* Exercise task *
Nothing but the lines from the one containing "Annotate the tree bark" to the end of the data should be returned, each exactly as written.

* Object position labeling entries *
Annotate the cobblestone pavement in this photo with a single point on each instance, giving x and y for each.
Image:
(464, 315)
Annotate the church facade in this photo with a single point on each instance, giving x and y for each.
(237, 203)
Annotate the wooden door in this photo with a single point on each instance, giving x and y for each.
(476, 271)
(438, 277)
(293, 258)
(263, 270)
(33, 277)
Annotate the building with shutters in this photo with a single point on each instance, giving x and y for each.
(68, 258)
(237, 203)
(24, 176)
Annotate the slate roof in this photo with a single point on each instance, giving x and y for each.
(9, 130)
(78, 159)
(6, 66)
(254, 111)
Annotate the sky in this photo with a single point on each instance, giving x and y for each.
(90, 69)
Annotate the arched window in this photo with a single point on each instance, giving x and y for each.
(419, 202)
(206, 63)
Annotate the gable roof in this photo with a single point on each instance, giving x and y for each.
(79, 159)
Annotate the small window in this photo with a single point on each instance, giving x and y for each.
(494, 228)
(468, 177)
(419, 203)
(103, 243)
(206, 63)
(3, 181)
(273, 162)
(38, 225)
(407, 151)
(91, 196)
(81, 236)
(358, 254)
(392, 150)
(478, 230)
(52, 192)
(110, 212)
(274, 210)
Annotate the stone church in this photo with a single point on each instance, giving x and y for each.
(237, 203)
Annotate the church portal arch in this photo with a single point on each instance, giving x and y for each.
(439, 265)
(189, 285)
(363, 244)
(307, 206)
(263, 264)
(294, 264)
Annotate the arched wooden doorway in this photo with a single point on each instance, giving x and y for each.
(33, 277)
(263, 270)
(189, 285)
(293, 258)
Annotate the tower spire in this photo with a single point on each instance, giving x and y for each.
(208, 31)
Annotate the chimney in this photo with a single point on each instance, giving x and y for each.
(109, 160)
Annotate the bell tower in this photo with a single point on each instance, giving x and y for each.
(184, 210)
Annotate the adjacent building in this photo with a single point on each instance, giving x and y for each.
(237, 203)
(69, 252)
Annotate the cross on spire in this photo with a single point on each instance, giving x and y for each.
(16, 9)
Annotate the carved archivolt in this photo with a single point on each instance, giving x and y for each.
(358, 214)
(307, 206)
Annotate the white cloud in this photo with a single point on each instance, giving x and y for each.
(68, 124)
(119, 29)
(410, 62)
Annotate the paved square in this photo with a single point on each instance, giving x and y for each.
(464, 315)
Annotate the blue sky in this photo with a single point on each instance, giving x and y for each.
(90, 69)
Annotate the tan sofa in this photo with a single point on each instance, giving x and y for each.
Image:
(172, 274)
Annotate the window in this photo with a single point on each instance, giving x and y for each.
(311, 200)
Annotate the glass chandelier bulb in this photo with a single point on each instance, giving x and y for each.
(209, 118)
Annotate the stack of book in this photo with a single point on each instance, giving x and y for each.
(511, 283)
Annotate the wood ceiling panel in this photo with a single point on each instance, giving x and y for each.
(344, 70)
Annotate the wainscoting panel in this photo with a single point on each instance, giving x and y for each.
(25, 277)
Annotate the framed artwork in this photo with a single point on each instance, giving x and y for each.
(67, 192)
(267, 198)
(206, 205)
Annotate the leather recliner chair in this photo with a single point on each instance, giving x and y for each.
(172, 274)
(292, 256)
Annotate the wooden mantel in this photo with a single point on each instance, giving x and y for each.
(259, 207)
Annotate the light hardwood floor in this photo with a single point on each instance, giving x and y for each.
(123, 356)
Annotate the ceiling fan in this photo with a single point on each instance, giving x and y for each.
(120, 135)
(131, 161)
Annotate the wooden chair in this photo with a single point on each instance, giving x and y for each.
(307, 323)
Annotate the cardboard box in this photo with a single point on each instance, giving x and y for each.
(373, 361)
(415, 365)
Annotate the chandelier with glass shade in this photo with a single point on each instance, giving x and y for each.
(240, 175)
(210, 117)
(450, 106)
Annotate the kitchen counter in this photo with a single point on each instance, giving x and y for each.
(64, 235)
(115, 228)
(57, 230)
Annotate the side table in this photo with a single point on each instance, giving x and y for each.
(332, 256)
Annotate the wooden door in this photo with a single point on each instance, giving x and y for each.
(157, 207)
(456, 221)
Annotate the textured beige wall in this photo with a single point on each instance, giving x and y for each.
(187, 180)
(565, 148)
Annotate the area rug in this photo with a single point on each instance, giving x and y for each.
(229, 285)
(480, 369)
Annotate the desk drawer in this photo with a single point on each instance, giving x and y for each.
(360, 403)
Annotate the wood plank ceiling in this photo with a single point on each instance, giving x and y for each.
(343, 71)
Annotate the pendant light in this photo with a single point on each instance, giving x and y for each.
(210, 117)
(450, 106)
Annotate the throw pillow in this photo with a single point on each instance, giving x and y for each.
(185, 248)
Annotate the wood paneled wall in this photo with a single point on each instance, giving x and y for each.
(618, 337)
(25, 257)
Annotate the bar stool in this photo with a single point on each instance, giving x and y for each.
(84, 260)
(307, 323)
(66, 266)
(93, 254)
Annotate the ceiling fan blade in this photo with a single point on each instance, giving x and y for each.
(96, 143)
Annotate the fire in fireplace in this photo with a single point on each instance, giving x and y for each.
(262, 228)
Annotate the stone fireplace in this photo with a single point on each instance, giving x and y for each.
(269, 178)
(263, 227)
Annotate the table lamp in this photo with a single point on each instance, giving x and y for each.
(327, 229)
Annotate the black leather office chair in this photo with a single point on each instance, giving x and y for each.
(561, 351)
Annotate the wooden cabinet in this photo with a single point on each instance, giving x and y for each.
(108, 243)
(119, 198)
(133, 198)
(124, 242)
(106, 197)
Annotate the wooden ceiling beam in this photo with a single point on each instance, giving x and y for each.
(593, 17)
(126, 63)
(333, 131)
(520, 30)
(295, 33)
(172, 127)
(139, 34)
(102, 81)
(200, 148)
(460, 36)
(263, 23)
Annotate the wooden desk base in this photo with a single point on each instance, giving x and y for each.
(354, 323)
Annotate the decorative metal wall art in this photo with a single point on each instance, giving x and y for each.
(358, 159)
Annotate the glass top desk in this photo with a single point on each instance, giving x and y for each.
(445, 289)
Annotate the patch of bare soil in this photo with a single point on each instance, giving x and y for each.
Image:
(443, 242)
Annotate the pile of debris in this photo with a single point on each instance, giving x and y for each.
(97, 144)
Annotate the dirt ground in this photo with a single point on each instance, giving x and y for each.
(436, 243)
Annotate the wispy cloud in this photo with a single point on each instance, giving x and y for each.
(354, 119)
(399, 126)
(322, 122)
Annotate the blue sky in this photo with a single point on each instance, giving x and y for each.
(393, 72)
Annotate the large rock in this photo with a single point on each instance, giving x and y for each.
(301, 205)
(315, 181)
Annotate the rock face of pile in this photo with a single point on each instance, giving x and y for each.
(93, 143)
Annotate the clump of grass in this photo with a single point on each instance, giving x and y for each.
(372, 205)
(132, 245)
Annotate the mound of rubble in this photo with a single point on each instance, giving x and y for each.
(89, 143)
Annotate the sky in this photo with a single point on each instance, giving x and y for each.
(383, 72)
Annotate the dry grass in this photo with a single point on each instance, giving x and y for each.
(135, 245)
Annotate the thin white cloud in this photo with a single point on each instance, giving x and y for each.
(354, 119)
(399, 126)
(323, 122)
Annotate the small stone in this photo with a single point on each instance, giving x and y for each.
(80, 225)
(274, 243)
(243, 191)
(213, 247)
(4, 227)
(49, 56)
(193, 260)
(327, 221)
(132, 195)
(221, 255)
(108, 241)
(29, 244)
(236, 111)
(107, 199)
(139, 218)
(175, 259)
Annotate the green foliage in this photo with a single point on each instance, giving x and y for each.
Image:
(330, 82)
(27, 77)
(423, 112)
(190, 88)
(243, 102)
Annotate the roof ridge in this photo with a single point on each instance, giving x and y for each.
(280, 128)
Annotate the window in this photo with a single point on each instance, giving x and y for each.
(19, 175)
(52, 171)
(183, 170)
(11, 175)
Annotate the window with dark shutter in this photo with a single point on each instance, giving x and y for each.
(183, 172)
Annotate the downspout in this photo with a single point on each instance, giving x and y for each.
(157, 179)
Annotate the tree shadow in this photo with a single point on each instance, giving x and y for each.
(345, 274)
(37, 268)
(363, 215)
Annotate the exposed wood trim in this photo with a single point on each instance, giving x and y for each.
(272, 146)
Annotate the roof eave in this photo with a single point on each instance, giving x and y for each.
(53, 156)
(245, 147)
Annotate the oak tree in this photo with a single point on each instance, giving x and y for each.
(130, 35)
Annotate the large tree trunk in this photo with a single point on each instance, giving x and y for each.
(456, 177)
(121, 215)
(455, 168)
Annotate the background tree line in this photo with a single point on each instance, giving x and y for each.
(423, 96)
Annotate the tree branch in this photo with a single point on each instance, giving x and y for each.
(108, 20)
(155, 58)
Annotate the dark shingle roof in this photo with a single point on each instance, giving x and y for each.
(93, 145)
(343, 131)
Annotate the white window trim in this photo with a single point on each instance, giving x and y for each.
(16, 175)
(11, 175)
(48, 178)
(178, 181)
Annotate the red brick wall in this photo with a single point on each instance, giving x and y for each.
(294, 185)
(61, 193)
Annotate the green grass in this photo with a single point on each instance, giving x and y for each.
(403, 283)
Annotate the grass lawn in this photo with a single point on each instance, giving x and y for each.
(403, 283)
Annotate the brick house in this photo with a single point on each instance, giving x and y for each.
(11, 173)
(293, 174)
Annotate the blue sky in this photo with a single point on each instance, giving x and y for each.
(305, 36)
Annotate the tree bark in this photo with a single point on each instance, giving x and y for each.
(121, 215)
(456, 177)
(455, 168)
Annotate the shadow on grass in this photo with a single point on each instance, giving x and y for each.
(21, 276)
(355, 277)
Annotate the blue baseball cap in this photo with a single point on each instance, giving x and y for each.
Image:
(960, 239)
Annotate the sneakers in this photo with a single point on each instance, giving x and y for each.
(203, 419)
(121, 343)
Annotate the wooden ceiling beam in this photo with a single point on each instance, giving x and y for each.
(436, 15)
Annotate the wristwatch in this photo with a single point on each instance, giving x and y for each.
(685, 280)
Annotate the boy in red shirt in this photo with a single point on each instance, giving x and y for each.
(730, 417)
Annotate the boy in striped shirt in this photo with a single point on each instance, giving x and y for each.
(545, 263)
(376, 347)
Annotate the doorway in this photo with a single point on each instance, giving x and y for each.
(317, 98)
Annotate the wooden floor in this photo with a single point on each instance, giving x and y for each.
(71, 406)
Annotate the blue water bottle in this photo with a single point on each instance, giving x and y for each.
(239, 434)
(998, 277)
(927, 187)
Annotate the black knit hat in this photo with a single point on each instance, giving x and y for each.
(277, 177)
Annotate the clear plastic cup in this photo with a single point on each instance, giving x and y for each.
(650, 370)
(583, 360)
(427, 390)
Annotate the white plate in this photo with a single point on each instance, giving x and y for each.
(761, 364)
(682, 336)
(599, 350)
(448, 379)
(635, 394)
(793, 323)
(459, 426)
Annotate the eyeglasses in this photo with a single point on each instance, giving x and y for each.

* Answer to this exercise *
Annotate the tree bark in this photo with a single point on each instance, giving x and y for each.
(121, 215)
(456, 177)
(455, 168)
Annotate the shadow on grass in this photo with a single point on each instance, giving x and y for each.
(21, 276)
(355, 277)
Annotate the blue baseball cap in this photo with a single point on each instance, giving x and y for each.
Image:
(960, 239)
Annotate the sneakers in this photo with a single point on each instance, giving x and y for each.
(203, 419)
(121, 343)
Annotate the wooden ceiling beam in this photo with a single point on each instance, giving x and y for each.
(436, 15)
Annotate the wristwatch in this photo with a single point on each instance, giving x and y for each.
(685, 280)
Annotate the boy in red shirt in this photo with a single point on each instance, giving x and y for each.
(730, 417)
Annotate the boy in striped shirt in this photo with a single point on each instance, giving x and y for each.
(545, 263)
(376, 347)
Annotate the doorway in this photo with a single point on each instance, giving x and y for each.
(317, 98)
Annotate the wooden floor in this photo with a single point on each instance, giving x and y for each.
(71, 406)
Annotate the blue water bottle in this photo with a single point on each instance, giving x and y for each.
(239, 434)
(998, 277)
(927, 187)
Annotate the black knit hat in this photo with a single point on each instance, giving x and y for each.
(277, 177)
Annotate the clear plastic cup in this photo with a single point on each instance, giving x and y for each.
(650, 370)
(583, 360)
(427, 390)
Annotate the white plate in this photo with a single point on each instance, giving x and y for each.
(761, 364)
(682, 336)
(599, 350)
(448, 379)
(635, 394)
(793, 323)
(459, 426)
Annotate the eyeglasses in this photo with a single point on each instance, giving x and y for each.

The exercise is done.